### Exercise directions
How many of the lines below contain the string "finial"? Reply with the number alone.

### Records to process
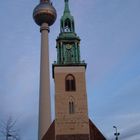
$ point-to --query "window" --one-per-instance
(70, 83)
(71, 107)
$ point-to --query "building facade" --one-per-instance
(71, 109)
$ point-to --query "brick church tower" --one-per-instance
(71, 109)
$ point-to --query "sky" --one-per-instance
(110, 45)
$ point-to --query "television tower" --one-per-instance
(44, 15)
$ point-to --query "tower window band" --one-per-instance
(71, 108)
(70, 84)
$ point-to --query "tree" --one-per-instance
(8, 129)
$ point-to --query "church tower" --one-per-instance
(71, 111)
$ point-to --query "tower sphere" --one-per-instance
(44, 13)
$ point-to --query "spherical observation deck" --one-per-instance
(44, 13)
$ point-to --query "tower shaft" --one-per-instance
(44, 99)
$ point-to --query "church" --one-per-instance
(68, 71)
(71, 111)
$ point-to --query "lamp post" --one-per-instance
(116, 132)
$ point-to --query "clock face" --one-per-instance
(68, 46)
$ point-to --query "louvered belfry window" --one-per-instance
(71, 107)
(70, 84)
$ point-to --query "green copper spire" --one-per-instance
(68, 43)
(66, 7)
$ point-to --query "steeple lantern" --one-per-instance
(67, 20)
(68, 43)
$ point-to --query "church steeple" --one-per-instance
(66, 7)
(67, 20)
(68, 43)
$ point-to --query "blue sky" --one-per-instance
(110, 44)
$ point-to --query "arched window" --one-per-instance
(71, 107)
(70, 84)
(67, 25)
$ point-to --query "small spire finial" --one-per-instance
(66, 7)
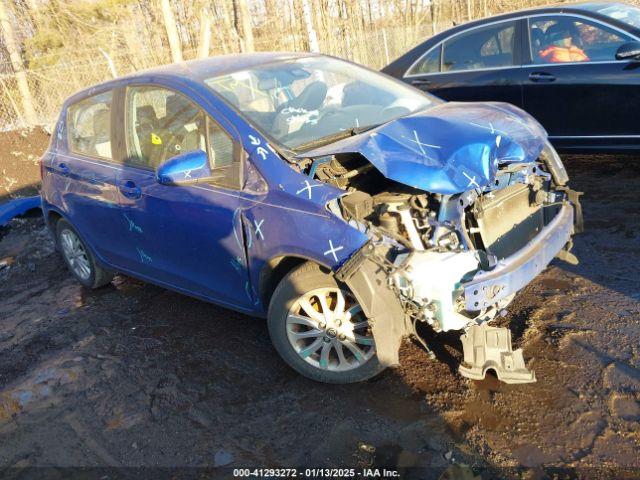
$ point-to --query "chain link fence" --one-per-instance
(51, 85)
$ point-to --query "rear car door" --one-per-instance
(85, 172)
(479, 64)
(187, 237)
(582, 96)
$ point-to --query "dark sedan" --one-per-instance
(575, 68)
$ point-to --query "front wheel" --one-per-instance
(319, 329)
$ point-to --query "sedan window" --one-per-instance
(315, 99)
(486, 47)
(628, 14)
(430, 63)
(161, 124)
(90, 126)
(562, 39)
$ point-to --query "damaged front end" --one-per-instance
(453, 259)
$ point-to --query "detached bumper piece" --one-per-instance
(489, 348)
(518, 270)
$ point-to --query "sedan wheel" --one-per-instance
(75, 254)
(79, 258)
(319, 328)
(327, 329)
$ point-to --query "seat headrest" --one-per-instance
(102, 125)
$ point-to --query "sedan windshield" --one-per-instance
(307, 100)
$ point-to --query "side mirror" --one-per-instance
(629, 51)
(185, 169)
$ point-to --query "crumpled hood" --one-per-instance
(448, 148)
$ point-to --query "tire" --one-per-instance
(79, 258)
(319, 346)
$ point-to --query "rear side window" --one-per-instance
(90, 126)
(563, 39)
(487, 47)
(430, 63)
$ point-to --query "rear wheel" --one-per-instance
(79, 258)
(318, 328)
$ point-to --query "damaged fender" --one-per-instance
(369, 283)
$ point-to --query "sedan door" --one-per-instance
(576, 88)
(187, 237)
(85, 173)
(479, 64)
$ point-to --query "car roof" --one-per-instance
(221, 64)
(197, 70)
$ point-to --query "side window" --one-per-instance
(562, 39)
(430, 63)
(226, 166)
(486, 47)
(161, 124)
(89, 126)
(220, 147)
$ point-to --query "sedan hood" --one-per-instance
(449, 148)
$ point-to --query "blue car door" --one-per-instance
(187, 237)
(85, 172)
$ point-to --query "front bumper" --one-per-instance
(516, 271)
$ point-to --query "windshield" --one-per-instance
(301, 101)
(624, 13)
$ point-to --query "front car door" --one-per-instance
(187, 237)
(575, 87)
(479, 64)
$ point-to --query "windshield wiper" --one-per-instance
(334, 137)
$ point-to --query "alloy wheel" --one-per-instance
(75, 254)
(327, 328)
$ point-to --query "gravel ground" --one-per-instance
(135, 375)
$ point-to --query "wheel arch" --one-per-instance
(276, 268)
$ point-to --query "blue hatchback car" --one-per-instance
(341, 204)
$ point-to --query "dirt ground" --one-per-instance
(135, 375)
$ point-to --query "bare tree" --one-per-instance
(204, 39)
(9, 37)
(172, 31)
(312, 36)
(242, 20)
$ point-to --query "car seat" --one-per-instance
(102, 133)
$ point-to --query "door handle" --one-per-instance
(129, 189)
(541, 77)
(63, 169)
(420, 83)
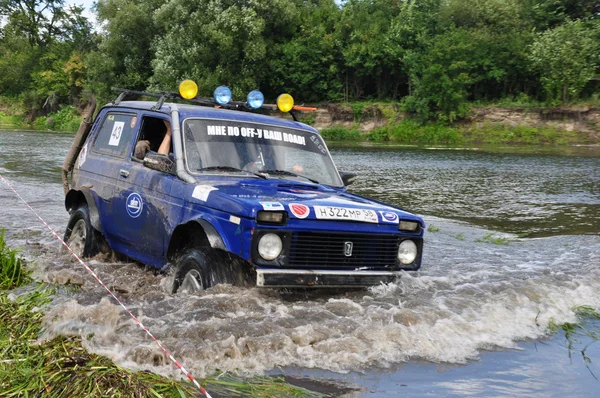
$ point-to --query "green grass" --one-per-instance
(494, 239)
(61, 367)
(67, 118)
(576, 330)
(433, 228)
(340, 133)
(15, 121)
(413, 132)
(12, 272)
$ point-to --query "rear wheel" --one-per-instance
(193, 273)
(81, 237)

==

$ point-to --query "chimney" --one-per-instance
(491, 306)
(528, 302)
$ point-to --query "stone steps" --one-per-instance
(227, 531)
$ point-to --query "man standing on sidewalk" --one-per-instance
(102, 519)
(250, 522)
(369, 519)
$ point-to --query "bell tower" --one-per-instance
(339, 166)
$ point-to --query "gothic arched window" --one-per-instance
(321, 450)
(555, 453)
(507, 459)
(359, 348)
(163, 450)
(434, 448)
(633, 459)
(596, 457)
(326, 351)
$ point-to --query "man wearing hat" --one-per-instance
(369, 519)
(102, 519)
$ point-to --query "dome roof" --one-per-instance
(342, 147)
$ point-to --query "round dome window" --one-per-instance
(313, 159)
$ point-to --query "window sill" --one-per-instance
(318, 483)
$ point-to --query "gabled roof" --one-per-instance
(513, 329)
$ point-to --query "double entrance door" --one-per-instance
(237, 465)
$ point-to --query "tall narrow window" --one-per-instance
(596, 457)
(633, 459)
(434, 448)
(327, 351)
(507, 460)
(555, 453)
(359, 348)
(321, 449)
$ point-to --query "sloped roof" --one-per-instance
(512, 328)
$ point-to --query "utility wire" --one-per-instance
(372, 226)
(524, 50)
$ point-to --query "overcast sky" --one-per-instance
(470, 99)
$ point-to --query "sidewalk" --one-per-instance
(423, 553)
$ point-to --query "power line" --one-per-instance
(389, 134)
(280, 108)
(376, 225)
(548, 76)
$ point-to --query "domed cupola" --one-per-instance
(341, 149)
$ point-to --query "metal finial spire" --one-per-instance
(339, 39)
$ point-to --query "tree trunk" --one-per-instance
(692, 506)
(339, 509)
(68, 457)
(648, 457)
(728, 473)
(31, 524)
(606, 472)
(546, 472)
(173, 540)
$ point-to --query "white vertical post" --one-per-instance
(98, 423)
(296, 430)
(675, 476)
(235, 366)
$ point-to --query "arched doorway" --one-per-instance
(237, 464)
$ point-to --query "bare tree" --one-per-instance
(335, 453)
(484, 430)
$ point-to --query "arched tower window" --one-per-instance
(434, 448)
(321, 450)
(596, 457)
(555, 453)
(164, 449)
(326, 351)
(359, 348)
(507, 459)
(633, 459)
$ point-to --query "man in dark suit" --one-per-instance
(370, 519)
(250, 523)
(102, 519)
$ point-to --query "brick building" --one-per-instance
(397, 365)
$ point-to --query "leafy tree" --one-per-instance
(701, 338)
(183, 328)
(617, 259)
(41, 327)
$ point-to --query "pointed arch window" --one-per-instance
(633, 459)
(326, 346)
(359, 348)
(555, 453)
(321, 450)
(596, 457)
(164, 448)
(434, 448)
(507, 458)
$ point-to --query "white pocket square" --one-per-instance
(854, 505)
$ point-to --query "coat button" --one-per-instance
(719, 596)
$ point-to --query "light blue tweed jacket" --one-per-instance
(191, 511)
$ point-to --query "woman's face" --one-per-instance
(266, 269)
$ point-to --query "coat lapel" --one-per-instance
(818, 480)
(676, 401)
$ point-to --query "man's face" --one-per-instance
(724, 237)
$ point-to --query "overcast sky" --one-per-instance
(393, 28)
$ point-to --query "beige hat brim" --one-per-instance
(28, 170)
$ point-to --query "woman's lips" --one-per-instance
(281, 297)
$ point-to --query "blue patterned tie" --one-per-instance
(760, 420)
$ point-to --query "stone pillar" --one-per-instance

### Full answer
2